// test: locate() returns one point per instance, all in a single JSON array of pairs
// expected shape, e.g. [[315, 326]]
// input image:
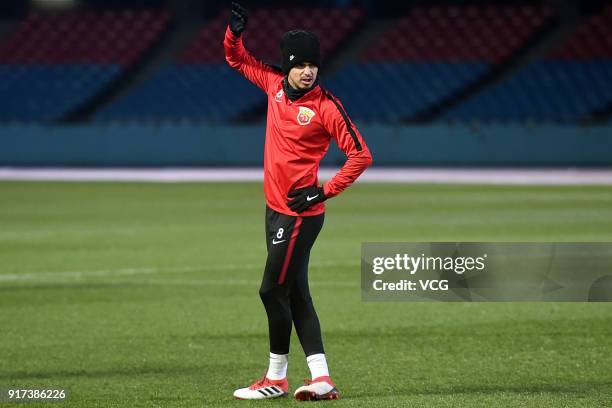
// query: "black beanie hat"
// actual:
[[298, 46]]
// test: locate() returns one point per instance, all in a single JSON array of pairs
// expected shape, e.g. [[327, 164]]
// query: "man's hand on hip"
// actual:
[[303, 198]]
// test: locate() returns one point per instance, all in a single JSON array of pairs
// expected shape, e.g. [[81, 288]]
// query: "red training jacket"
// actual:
[[298, 134]]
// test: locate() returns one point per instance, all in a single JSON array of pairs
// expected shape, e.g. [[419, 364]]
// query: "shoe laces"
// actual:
[[259, 382]]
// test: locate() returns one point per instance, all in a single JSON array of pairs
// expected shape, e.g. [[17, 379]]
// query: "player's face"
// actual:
[[303, 76]]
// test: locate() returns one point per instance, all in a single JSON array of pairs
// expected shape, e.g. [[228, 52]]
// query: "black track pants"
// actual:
[[284, 289]]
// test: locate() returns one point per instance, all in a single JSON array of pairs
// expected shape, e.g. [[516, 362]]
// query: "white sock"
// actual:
[[277, 370], [317, 365]]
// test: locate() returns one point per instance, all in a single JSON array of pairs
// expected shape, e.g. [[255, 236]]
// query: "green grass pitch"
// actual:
[[145, 295]]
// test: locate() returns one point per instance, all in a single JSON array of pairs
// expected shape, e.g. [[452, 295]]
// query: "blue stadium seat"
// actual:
[[46, 92], [207, 92], [548, 90]]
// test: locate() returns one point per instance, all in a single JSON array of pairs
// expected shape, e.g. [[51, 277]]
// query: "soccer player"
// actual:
[[302, 120]]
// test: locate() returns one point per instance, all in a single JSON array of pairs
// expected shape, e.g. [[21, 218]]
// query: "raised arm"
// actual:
[[239, 58]]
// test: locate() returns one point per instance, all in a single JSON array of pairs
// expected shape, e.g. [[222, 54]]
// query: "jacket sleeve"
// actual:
[[340, 127], [239, 58]]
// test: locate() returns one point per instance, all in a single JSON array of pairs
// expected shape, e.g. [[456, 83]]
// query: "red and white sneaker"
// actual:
[[320, 388], [264, 388]]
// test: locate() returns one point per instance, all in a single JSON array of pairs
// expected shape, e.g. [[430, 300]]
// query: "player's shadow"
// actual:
[[467, 389], [54, 375]]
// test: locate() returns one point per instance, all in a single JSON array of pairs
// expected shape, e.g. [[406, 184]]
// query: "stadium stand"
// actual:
[[199, 85], [54, 62], [431, 54], [570, 84]]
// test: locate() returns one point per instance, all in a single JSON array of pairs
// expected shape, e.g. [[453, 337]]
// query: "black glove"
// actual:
[[303, 198], [239, 19]]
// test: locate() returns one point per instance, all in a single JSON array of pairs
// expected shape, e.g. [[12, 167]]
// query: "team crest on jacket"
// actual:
[[305, 115], [279, 96]]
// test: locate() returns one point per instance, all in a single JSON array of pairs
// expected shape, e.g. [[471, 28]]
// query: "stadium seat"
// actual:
[[58, 61], [432, 54], [571, 83]]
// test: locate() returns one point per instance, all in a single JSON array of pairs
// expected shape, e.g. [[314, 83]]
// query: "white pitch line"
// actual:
[[79, 275], [491, 176]]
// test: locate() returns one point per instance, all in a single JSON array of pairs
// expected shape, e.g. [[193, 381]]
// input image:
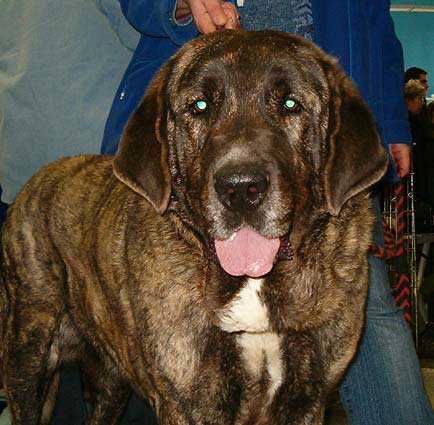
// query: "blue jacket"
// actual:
[[359, 32]]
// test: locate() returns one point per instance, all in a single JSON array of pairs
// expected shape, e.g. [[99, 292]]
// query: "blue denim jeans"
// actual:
[[383, 385]]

§ Problem statement
Lay out every line of the material above as a Markdown table with the columns Row and Line, numbering rows in order and leaving out blank lines and the pictures.

§ Solution for this problem
| Row | Line |
|---|---|
| 1 | // test: locate() returns one point per instance, all in a single JSON array of pairs |
| 2 | // expected shape, e.g. [[315, 326]] |
| 3 | // input image: |
| 4 | // query: "black beanie hat" |
| 5 | // actual: |
| 6 | [[298, 46]] |
| 7 | // test: locate() returns one point per instance, all in a single JSON array of pairs |
| 8 | // expected shape, e.g. [[327, 164]] |
| 9 | // query: "man's hand on hip" |
| 10 | // actual: |
| 11 | [[303, 198]] |
| 12 | // test: locate() returns one point per instance, all in a single JSON array of pairs |
| 13 | // expected shape, e.g. [[81, 288]] |
| 14 | // query: "red training jacket" |
| 15 | // actual: |
| 16 | [[298, 134]] |
| 17 | // test: locate() returns one point per instance, all in a single JSON array of pairs |
| 18 | // expected shape, e.g. [[419, 364]] |
| 19 | // query: "shoe laces" |
| 20 | // actual: |
| 21 | [[259, 382]] |
| 22 | // test: locate() returns one point per instance, all in a single JSON array of pairs |
| 23 | // expected shape, e.g. [[17, 379]] |
| 24 | // query: "player's face" |
| 25 | // actual: |
| 26 | [[303, 76]] |
| 27 | // test: locate() returns one point per instance, all in a single JSON array of pairs |
| 28 | // expected shape, e.g. [[228, 52]] |
| 29 | // query: "black track pants" |
| 30 | // actual: |
| 31 | [[284, 289]] |
| 32 | // test: locate() returns one point per instance, all in a single JSON array of pairs |
| 33 | // expected shape, e.g. [[516, 362]] |
| 34 | // query: "white sock" |
| 35 | // actual: |
| 36 | [[277, 370], [317, 365]] |
| 37 | // test: locate() returns one point per instance, all in a single JSON array of pairs |
| 38 | // expected shape, e.g. [[255, 236]] |
| 39 | // query: "green grass pitch" |
| 40 | // actual: |
| 41 | [[145, 295]] |
| 42 | // test: locate() returns one point per instance, all in a single JSON array of pairs |
| 43 | // expected shape, e.g. [[452, 295]] |
| 44 | // query: "blue stadium seat" |
| 45 | // actual: |
| 46 | [[46, 92], [207, 92], [548, 90]] |
| 47 | // test: locate() returns one point per instance, all in a single JSON array of pairs |
| 48 | // expected shape, e.g. [[51, 277]] |
| 49 | // query: "soccer player" |
| 50 | // actual: |
| 51 | [[302, 120]] |
| 52 | // test: locate() returns one point per instance, all in a single JSON array of pairs |
| 53 | // expected shape, e.g. [[21, 218]] |
| 54 | // query: "raised arm" |
| 55 | // actual: |
| 56 | [[239, 58]] |
| 57 | // test: locate() returns one point per instance, all in a single JSON array of pairs |
| 58 | // expected shape, e.g. [[222, 54]] |
| 59 | // query: "jacket sleeve" |
| 60 | // actual: |
| 61 | [[340, 127], [239, 58]] |
| 62 | // test: locate() returns one point per instance, all in a single JSON array of pairs |
| 63 | // expected shape, e.g. [[456, 83]] |
| 64 | // query: "red and white sneaker" |
| 65 | // actual: |
| 66 | [[320, 388], [264, 388]] |
| 67 | // test: locate() returns one point per instance, all in a single JSON array of pairs |
| 68 | // expected shape, e.g. [[430, 300]] |
| 69 | // query: "player's shadow" |
| 70 | // actual: |
| 71 | [[467, 389], [54, 375]] |
| 72 | // test: locate() returns one point per instance, all in a single JSON array of pairs |
| 73 | // expected shape, e.g. [[406, 184]] |
| 74 | // query: "stadium stand" |
| 75 | // actual: |
| 76 | [[199, 85], [54, 62], [431, 54], [570, 84]] |
| 77 | // test: locate() returns one point per instance, all in a single JSON array of pairs |
| 78 | // expected shape, e.g. [[453, 337]] |
| 79 | // query: "black glove" |
| 80 | // actual: |
| 81 | [[303, 198], [239, 19]] |
| 82 | // test: locate() returns one point per instance, all in a single JSON array of pairs |
| 83 | // expected shape, e.g. [[12, 167]] |
| 84 | // query: "team crest on jacket" |
| 85 | // actual: |
| 86 | [[305, 115], [279, 96]] |
| 87 | // test: locate() returns one point per instance, all in a single JSON array of pairs |
| 88 | // expected shape, e.g. [[471, 28]] |
| 89 | // query: "stadium seat" |
| 90 | // actual: |
| 91 | [[58, 61], [432, 54], [571, 83]] |
| 92 | // test: locate() returns one point per instance, all in a single JSON array of pairs |
| 93 | // expected shape, e.g. [[314, 83]] |
| 94 | // query: "white pitch line" |
| 95 | // actual: |
| 96 | [[79, 275], [491, 176]] |
| 97 | // test: locate() returns one point per instance, all in a single JSON array of pairs |
| 98 | // expected shape, e.g. [[193, 381]] |
| 99 | // input image: |
| 100 | // query: "blue jacket" |
| 101 | // actual: |
| 102 | [[359, 32]] |
| 103 | // test: locate() returns one point per instance, all in a single JSON array of pairs |
| 104 | // expected shape, e.g. [[99, 292]] |
| 105 | // query: "blue denim jeans" |
| 106 | // actual: |
| 107 | [[383, 385]] |